# Excerpt to read
-- start --

Try sorting it by the 3 day column to see the stocks that have done well over the past 3 days

http://www.mediafire.com/view/mjsrpcjy8527w65/ASX_08_07_2015_12am.xls

Cheers
John


----------



## dead trader (13 July 2015)

Hi John,

I downloaded the spreadsheet via the link you posted but when I open it there's no data, only what looks like the Mediafire website.

Could you please re-upload?

Thanks.


----------



## pixel (13 July 2015)

greasy_pancakes said:


> Hi John,
> 
> I downloaded the spreadsheet via the link you posted but when I open it there's no data, only what looks like the Mediafire website.
> 
> ...




John didn't use the Upload function and I believe you need to be a subscriber to mediafire. 

Try these: 
View attachment ASX 07_07_2015 3PM.xls

View attachment ASX 08_07_2015 12am.xlsx


----------



## dead trader (13 July 2015)

Thank you pixel!


----------



## Deplenthion (14 July 2015)

OK I have attached a new scan.... This time to this site.

it is up to date as of 7Pm yesterday.

I Prefer to use Mediafire because it tells me how many times a file has been downloaded, Not who downloaded it just the number of times.
You don't need to be a subscriber to Mediafire to download files because I am a paid subscriber you should not see advertising. (I pay only a few dollars a month)

Some feedback would be appreciated. The spreadsheet represents a huge programming effort on my part getting it to the point where it is now.

Oh and it works rather well!

Regards
John


----------



## nacho (13 September 2015)

Hey john, this looks quite useful.

I wasn't quite clear on what was meant by the "weighted", "Days", "10 V Up" and "indicate" columns.

full disclosure - I am completely new to this and am spending some time managing a virtual portfolio to and eventually want to be a day trader.


----------



## ThirtysixD (8 October 2015)

Deplenthion said:


> Hi All
> 
> The link below points to a spread sheet that I prepared today
> 
> ...




How did you come up with the weights?


----------



## Deplenthion (8 October 2015)

Hi

Gee It been a while since I visited here A little bird told me that there was a question.

Here is a link to todays scan after the close.

http://www.mediafire.com/view/w4jc6pe8d40tzsz/rankASX_2015_10_8_18_32_34.xls

To use it for the first time it may appear a little daunting it is actually very easy to use. It is easy to see that even through the rather rough down patch that (Hopefully) is turning a little north now a number of shares have done well through the gloom as evidenced by the rows of aqua. The further down the sheet you go the worse it gets, near the bottom a sea of pink. 

You can achieve a similar result by scanning the market yourself; as long as you are ruthlessly rule based with no personal bias or preconceived ideas! This is where software excels. It also does it in about 3 minutes. It would take me a couple of days. 

The tool is not designed to pick stocks that is up to you. It will happily throw up low or high volume stocks if they are trending well, In the beginning we filtered out low volume however research suggests they can do well. 

We believe we cannot pick tops or bottoms and if trading long bottom fishing is betting against downward momentum (if you get it wrong you loose) against picking tops get it wrong and it keeps going up. In a real trading system you would sell any that fail your stop loss system (More trends continue then do not up or down!)

-- end --

# Information supplied

-- start --

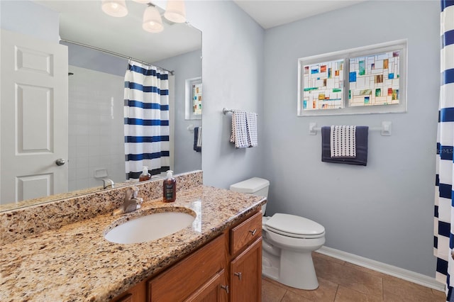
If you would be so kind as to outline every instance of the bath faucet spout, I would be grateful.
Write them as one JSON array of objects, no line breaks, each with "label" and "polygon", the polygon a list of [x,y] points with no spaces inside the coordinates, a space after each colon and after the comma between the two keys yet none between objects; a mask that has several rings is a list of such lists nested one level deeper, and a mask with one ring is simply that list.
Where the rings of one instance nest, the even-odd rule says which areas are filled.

-- end --

# Aim 1
Answer these about the forum thread on the stock spreadsheet:
(a) What did dead trader see on opening the file from John's first link?
(b) Why does Deplenthion prefer to use Mediafire?
(c) About how long does the software take to scan the market?
# Aim 2
From the forum thread on the stock spreadsheet, list every column name that nacho says he didn't understand.
# Aim 3
Carry on the forum thread about the stock spreadsheet, starting right after its last sentence.
The listing has nothing to do with the forum thread about the stock spreadsheet.

# Exercise result 1
(a) No data, only what looked like the Mediafire website.
(b) It tells him how many times a file has been downloaded, though not who downloaded it.
(c) About 3 minutes.

# Exercise result 2
"weighted", "Days", "10 V Up", "indicate"

# Exercise result 3
We also believe in diversification to reduce risk (It also gives you a better chance of exposure to the BKL's that pop up each year.... possibly taking a rest now after a spectacular run) The following paper is an important read.

http://www.utas.edu.au/__data/assets/pdf_file/0020/436511/2013-16_Alexeev-and-Tapon-Equity-portfolio-diversification.pdf

The spread sheet is a lot easier to read with positive numbers uptrends shown in Aqua and downtrends shown in Pink.

The columns of the file attached:

Code Name and GICS are obvious. 

The watch columns are a little out of date my partner and I have been so busy...... they are our voting system! 

The $AvgVol10 is the calculated 10 day (daily) average turnover of the stock A more useful way to measure volume than a single day.

10VUp is a measure of the past 90 days average volume compared to the past 10 days as a ratio. Higher numbers mean increased volume painted aqua, falling volume is painted pink. 

Indicate is where we test supposedly good "Indicators" MACD and the like..... We have never found a good one!

Close is just the last closing price.   

Now the 3, 5. 9, 20. 59, 119, 237 and "weighted" columns.

In trading days as opposed to real weeks they represent

3 days 1 week 2 weeks 1 month 3 months 6 months and 12 months  after adding back weekends and public holidays (Not perfect but close enough).

In each column the software calculates the slope of the trend over each time period represented by the positive painted green and negative numbers painted pink in each column. the numbers themselves indicate position in the ranking for that particular period.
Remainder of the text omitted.